* _WORK TO BE COMPLETED_
Once the pictures have been excluded, set down each remaining entry word for word.

* _EXTRACTED ENTRIES_
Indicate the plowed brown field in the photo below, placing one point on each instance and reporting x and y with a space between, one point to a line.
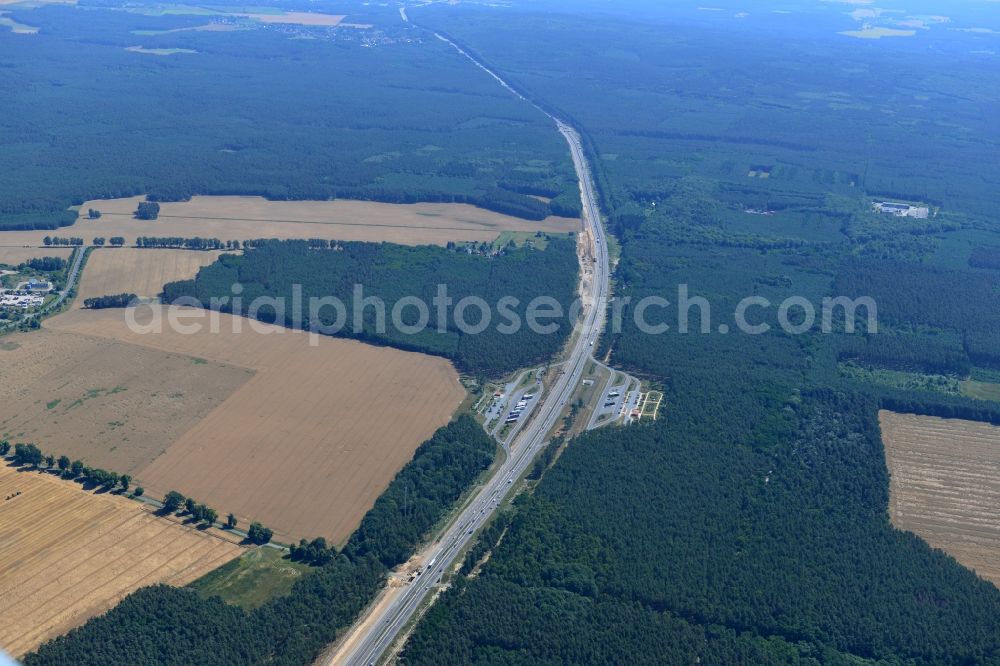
67 555
113 405
142 272
945 485
241 218
309 443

* _TASK OUTPUT_
Indicate the plowed brown field in the photo below, placing one point on each instance and reporting x and y with a space between, one point to a line.
67 555
113 405
142 272
945 485
241 218
309 443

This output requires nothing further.